Quoted text -
** start **

Fixing the Mobile Shopping to NFC Payment Adoption Gap

NFC is Ready For Prime Time, but Merchants and Consumers are Standing By
Mobile in-store shopping hasn't translated into mobile in-store paying. Seventy-two percent of smartphone-owning US online adults have used their phone in-store as a "trusted advisor," to check prices, find product information, or locate an item, but meanwhile adoption rates of Apple Pay still hover around 5% for eligible transactions*.  In the past year, two market factors started to shape the next phase for mobile payments in-store. First, tech giants like Apple, Google, and Samsung released new NFC-based payment systems. Second, in an effort to avoid new fraud liability with the EMV liability shift, US retailers began implementing new EMV terminals that are also NFC ready. Yet despite consumers having the right technology in hand — and merchants now technically ready to use that technology for mobile payments in-store — consumers haven't changed their tried and true payment behavior.

** end **

Records shown -
** start **

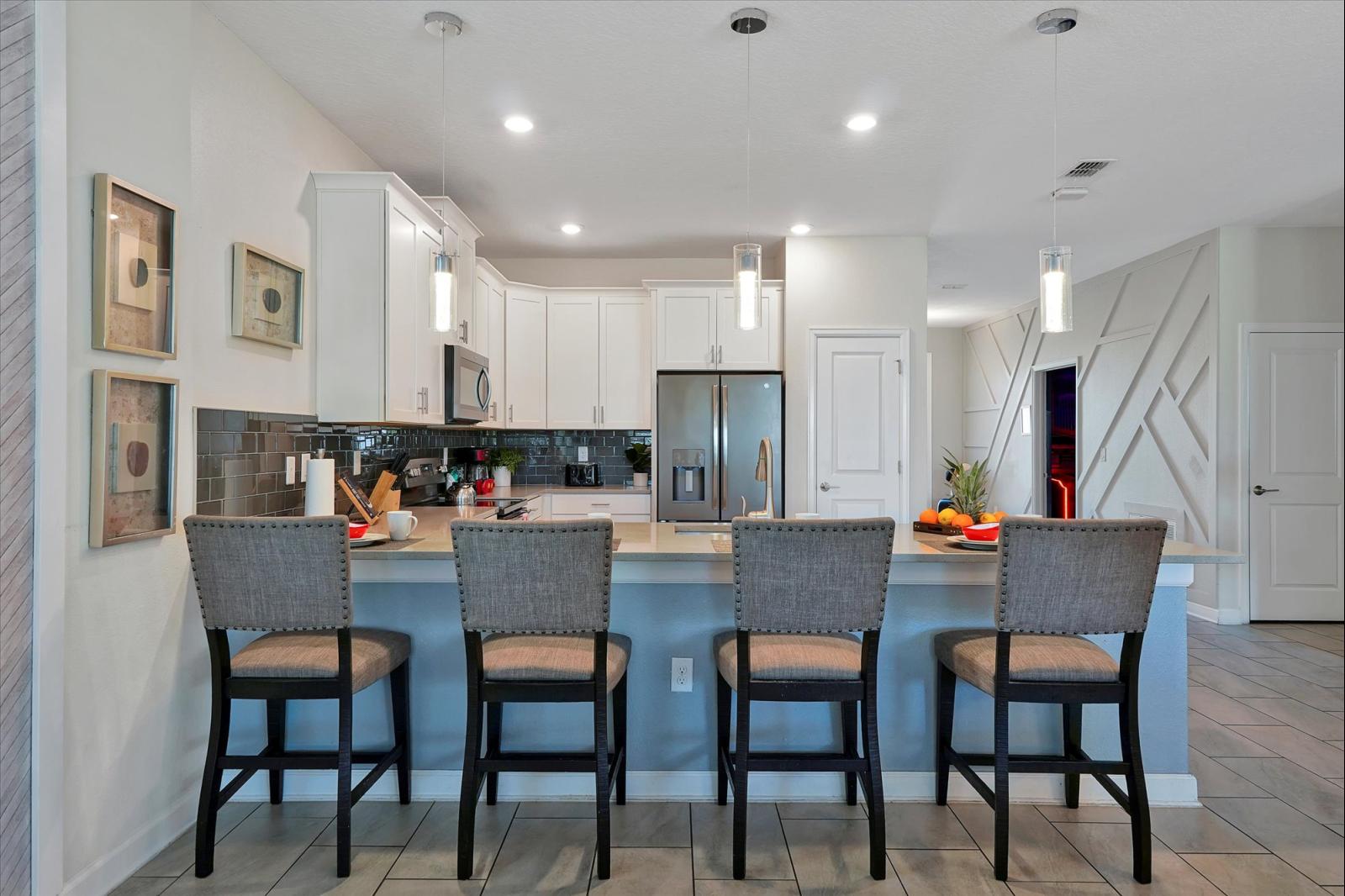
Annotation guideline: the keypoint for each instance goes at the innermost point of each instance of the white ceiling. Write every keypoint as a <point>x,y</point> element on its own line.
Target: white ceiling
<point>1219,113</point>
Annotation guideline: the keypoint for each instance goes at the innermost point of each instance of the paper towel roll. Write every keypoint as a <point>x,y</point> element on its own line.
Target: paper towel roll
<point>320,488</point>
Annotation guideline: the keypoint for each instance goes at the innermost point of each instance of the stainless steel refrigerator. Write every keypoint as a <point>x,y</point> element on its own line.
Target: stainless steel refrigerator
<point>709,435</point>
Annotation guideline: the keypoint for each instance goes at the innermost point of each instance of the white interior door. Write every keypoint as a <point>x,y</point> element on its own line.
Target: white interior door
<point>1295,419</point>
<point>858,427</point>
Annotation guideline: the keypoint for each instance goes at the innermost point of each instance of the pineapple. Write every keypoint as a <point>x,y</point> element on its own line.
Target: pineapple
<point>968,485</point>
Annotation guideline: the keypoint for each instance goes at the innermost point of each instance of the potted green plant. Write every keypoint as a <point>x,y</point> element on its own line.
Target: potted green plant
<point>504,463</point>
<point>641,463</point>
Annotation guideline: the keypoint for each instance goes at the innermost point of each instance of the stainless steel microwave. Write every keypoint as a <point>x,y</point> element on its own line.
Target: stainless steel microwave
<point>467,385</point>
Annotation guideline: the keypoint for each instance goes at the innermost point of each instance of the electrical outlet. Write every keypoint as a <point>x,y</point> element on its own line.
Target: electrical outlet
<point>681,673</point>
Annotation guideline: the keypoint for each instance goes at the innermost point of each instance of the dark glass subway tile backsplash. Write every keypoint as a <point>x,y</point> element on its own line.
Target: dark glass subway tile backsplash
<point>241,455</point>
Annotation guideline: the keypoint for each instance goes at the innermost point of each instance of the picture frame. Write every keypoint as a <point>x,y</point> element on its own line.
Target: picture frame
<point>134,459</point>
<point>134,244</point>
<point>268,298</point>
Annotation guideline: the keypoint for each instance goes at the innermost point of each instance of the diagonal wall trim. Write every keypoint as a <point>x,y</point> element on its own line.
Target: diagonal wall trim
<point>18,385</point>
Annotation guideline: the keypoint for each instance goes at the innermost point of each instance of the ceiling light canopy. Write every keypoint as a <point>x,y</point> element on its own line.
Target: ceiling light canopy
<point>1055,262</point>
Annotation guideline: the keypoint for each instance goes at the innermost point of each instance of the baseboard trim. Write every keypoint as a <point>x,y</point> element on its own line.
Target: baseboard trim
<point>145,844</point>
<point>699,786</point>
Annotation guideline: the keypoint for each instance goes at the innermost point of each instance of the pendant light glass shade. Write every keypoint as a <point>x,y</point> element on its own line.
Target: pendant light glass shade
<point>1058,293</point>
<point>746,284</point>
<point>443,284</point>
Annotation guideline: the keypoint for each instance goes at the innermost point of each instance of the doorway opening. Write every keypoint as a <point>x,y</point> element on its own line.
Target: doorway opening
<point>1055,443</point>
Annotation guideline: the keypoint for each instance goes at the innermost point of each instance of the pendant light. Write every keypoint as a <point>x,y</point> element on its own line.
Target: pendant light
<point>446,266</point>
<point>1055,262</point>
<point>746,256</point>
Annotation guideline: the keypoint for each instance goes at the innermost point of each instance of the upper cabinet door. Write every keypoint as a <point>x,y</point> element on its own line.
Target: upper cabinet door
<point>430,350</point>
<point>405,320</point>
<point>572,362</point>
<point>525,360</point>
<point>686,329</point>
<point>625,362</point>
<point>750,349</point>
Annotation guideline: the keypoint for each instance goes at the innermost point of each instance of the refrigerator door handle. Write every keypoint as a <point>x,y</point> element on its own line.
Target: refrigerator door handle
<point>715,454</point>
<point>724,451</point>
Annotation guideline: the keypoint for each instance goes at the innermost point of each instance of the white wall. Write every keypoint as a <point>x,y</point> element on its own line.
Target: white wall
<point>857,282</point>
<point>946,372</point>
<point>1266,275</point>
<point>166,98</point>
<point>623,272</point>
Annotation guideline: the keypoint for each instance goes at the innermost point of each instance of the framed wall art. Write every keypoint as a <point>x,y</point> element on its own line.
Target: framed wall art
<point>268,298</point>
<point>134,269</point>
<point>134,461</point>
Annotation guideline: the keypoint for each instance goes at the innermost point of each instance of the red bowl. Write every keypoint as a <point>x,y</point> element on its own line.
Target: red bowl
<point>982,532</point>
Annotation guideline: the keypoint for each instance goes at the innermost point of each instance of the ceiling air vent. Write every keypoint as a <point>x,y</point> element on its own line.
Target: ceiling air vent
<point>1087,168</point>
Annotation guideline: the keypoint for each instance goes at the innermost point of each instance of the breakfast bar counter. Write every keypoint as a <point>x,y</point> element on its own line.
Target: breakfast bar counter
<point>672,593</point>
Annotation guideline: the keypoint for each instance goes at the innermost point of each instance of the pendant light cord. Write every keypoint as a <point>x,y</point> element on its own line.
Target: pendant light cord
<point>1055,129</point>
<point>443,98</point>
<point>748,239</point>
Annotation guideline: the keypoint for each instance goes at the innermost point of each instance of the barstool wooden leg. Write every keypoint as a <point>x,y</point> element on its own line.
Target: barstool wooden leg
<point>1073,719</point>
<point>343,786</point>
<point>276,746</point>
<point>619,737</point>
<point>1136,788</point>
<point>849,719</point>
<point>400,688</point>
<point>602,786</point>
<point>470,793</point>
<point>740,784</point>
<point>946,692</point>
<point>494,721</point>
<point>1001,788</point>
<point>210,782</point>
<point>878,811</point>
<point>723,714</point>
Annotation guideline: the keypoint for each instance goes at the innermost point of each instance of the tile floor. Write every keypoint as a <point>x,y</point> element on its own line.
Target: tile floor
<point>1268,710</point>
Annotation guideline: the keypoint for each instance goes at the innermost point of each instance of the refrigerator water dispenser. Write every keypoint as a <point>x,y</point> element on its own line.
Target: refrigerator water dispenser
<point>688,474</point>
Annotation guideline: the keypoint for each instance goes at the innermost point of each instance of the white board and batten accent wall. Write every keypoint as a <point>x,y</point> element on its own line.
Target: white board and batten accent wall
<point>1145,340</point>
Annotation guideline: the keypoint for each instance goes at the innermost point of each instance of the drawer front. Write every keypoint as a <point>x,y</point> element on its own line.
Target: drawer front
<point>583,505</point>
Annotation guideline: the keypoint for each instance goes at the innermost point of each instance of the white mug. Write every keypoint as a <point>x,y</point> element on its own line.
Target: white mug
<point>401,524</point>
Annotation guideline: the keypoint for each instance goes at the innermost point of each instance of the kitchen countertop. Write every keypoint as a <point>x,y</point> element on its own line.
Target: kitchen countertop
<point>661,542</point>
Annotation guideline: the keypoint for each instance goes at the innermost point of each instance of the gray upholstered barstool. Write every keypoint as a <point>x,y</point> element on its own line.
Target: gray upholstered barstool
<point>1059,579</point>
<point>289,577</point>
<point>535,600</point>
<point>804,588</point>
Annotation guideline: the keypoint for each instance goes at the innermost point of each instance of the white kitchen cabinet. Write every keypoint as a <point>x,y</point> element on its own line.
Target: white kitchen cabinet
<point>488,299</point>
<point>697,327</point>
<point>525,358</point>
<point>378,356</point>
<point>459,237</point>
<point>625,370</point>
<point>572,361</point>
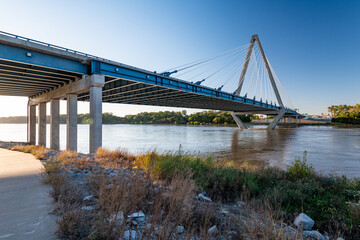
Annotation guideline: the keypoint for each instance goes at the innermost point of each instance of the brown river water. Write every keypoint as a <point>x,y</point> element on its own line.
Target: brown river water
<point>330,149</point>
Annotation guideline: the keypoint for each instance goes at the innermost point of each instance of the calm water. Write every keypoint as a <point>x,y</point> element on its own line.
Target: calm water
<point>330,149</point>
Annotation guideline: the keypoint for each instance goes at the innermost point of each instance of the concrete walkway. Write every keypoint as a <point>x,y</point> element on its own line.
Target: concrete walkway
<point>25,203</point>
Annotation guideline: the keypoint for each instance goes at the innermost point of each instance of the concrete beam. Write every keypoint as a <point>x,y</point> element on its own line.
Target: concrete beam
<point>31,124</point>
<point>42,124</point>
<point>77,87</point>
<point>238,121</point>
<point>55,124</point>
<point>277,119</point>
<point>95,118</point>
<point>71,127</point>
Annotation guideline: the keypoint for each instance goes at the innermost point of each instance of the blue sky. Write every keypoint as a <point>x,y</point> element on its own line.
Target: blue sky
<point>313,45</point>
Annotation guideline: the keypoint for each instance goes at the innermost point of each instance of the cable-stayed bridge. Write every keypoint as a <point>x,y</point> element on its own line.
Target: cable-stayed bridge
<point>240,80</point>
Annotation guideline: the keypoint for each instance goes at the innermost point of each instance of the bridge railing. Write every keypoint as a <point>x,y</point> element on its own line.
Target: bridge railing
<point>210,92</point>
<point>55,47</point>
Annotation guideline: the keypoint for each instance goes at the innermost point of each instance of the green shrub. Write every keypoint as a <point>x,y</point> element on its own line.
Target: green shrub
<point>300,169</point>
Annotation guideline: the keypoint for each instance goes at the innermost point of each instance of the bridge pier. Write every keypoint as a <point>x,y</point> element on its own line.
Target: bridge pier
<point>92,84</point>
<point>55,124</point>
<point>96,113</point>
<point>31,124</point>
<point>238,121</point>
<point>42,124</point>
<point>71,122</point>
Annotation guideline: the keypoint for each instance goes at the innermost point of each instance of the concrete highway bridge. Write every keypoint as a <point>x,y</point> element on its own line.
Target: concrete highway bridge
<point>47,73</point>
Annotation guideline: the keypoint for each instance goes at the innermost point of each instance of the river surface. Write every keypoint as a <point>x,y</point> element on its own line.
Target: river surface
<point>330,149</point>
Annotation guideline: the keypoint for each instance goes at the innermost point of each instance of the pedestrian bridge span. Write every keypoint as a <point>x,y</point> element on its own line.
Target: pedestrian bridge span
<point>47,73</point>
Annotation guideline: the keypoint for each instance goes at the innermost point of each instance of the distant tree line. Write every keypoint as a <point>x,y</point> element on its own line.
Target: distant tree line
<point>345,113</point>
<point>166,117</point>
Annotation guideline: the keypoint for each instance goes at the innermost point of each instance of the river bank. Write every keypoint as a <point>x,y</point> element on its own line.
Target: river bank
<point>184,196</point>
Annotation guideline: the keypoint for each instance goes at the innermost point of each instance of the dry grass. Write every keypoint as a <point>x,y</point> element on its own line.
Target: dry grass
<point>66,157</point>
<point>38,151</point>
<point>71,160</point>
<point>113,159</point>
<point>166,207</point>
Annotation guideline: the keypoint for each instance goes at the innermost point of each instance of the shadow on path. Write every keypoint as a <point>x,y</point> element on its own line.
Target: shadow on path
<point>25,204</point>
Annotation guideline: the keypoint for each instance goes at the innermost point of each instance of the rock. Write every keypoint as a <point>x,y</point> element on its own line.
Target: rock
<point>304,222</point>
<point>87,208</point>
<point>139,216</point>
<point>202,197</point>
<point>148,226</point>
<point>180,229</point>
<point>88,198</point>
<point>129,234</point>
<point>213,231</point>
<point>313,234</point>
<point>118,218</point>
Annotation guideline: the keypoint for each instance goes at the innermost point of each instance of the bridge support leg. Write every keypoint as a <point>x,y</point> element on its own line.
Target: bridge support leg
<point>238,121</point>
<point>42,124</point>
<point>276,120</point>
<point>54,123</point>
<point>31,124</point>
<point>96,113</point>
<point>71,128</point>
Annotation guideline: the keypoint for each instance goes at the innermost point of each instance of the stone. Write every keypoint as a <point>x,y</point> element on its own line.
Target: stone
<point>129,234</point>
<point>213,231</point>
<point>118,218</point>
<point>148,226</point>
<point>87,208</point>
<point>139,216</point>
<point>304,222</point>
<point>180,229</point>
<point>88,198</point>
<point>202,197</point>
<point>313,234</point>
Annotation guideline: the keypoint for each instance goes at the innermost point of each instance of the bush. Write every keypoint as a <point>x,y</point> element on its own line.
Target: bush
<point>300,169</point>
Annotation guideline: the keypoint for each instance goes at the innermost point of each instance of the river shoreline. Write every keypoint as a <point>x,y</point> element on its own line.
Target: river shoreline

** end **

Task set -
(1) According to the piece on NFC payment adoption, why did US retailers begin implementing new EMV terminals? Answer in one to three sentences.
(2) In the piece on NFC payment adoption, what share of smartphone-owning US online adults have used their phone in-store as a "trusted advisor"?
(3) Translate this sentence from the piece on NFC payment adoption into Spanish: "First, tech giants like Apple, Google, and Samsung released new NFC-based payment systems."
The records are separate material and have no connection to the piece on NFC payment adoption.

Solved problems -
(1) US retailers began implementing new EMV terminals to avoid new fraud liability under the EMV liability shift. These terminals are also NFC ready.

(2) Seventy-two percent.

(3) En primer lugar, gigantes tecnológicos como Apple, Google y Samsung lanzaron nuevos sistemas de pago basados en NFC.